◆ **What needs to be done**: Count the lines in the material below that contain the string "birdcage", with case taken into account, and reply with only that number.

◆ **Working data**:
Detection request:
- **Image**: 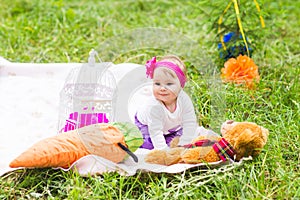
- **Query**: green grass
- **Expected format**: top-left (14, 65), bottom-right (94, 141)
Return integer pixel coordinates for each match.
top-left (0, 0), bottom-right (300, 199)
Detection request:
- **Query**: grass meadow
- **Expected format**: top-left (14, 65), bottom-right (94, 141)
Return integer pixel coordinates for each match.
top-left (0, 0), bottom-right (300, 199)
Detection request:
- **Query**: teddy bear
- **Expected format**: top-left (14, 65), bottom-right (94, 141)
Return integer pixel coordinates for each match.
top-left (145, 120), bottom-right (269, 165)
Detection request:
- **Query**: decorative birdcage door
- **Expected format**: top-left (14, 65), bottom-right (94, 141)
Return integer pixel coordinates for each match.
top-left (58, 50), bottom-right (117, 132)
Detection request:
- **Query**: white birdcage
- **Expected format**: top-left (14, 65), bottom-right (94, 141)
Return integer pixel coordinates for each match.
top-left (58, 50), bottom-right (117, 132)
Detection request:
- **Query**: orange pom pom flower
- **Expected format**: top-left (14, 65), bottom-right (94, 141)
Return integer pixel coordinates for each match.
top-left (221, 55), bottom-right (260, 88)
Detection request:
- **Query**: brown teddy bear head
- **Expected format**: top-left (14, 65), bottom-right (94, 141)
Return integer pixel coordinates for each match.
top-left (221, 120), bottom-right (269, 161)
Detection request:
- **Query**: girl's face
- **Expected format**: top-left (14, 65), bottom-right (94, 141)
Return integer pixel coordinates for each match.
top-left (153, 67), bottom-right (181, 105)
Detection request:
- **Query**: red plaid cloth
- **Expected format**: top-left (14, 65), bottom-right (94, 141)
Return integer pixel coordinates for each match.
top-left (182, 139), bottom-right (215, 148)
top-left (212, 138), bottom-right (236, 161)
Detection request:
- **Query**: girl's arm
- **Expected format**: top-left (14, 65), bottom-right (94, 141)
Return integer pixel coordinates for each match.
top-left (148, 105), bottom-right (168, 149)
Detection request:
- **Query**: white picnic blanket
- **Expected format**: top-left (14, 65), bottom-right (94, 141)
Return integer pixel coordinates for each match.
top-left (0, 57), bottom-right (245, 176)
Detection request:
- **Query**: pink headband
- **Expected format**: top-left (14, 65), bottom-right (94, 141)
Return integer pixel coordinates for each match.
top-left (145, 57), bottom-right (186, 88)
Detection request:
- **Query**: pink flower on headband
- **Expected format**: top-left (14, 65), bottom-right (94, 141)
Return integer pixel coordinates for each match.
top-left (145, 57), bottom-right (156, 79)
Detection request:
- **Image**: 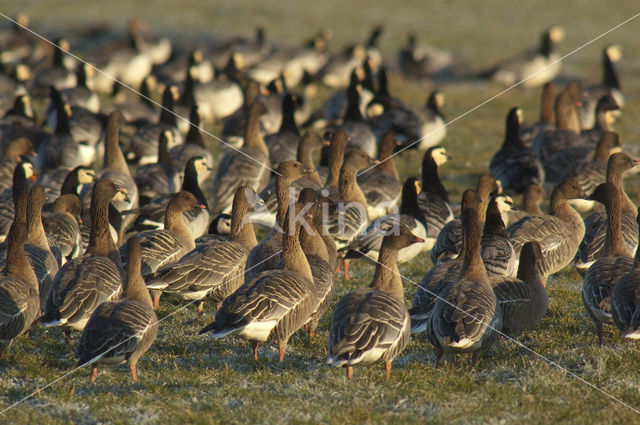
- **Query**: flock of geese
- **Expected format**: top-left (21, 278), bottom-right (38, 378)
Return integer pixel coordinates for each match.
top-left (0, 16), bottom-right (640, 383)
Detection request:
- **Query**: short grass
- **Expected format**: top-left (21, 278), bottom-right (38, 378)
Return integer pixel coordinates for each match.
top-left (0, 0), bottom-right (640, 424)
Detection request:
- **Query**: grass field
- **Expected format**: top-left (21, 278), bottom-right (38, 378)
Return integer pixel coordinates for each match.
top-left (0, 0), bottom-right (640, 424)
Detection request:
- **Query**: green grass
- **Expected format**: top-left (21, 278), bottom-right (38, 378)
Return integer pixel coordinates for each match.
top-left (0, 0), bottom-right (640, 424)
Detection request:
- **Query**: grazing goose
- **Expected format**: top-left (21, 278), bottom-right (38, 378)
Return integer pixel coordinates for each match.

...

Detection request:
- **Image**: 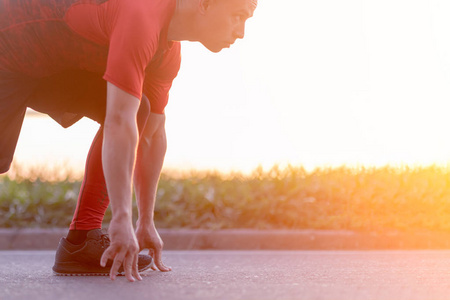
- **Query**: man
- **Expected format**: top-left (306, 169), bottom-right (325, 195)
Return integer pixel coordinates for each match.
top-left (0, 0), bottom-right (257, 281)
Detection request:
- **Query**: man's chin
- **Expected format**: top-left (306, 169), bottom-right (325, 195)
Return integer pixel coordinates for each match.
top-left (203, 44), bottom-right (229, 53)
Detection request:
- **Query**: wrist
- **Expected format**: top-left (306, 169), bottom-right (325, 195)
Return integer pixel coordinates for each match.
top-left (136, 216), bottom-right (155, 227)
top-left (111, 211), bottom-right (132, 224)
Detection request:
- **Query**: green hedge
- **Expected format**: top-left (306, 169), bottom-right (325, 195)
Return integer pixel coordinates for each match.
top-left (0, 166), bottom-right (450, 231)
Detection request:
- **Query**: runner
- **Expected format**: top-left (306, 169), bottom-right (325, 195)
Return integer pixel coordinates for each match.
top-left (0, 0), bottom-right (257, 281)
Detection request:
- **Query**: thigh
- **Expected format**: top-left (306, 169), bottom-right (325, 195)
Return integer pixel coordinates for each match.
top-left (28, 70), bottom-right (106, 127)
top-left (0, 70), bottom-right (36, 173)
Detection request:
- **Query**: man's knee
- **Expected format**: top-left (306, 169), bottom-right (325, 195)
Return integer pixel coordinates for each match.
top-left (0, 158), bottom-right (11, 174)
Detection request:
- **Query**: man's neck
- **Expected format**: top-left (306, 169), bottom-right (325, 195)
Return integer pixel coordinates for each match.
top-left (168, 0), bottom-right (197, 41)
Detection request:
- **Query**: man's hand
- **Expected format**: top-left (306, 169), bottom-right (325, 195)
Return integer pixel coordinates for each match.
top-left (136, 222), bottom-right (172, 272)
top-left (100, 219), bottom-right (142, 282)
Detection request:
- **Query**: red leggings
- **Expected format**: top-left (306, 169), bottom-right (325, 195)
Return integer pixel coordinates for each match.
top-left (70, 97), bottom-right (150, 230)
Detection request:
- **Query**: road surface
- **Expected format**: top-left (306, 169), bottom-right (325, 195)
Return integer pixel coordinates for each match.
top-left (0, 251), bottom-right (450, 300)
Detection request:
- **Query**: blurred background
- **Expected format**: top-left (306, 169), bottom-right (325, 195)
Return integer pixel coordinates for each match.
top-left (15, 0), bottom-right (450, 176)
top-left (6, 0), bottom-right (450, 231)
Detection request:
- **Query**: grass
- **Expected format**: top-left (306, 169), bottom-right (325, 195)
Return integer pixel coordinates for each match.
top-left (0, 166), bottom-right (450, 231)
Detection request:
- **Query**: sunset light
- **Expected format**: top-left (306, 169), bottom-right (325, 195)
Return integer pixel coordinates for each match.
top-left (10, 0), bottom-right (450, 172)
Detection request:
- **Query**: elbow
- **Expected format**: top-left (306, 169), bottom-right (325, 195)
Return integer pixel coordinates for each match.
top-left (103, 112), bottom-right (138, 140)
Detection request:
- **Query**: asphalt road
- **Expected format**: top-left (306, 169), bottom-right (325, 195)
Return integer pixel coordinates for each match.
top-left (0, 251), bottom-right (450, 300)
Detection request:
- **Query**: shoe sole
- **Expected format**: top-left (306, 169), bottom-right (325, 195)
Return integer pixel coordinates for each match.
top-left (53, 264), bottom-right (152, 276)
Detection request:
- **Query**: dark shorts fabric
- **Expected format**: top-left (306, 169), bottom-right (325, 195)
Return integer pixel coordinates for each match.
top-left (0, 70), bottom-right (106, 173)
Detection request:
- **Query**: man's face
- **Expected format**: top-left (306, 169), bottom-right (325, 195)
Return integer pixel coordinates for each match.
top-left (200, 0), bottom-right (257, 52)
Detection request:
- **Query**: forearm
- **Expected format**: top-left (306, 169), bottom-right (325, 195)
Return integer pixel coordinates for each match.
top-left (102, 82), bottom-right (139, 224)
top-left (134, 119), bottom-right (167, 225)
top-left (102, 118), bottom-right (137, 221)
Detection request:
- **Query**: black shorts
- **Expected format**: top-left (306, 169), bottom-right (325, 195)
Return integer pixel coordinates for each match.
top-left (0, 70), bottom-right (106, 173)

==

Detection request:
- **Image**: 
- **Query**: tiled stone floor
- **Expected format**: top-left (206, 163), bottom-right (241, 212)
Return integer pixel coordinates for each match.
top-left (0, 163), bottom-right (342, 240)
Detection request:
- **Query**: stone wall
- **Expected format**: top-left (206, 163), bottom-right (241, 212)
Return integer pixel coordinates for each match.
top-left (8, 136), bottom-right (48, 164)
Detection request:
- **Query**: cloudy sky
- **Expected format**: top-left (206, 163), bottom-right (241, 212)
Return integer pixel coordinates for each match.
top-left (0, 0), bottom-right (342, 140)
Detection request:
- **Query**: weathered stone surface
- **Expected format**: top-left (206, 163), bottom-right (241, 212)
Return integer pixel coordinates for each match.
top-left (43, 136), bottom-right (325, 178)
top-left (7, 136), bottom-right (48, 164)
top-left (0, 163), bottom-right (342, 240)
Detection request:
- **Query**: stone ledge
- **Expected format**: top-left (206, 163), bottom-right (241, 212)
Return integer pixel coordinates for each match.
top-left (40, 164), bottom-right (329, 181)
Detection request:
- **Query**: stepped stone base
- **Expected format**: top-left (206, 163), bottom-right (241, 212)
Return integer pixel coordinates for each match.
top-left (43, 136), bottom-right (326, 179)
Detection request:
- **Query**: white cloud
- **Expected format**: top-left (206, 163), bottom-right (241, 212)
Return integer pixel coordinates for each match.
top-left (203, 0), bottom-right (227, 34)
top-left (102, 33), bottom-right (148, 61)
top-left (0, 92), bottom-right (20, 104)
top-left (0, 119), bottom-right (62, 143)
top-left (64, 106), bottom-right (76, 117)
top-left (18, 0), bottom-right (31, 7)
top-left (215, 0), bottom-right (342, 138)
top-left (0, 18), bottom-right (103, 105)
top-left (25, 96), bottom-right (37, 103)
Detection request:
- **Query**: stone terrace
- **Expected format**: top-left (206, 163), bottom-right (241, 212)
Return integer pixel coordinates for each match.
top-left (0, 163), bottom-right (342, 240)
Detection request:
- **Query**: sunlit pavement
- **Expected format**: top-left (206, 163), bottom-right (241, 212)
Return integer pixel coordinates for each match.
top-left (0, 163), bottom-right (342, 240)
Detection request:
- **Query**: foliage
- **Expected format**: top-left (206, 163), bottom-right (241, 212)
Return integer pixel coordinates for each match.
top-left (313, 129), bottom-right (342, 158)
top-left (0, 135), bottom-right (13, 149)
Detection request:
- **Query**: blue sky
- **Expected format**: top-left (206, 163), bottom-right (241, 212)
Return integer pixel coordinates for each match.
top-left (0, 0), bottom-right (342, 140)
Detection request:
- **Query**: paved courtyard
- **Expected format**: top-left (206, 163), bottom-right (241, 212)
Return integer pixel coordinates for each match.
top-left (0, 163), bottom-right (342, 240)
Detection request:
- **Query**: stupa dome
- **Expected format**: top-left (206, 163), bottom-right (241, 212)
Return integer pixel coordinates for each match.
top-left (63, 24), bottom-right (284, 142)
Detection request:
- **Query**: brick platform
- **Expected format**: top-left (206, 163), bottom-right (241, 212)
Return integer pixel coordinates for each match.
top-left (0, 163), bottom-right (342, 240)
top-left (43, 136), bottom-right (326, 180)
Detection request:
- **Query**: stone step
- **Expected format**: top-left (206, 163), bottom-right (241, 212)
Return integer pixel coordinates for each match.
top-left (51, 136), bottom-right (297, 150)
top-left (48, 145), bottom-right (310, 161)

◆ **Written solution**: 2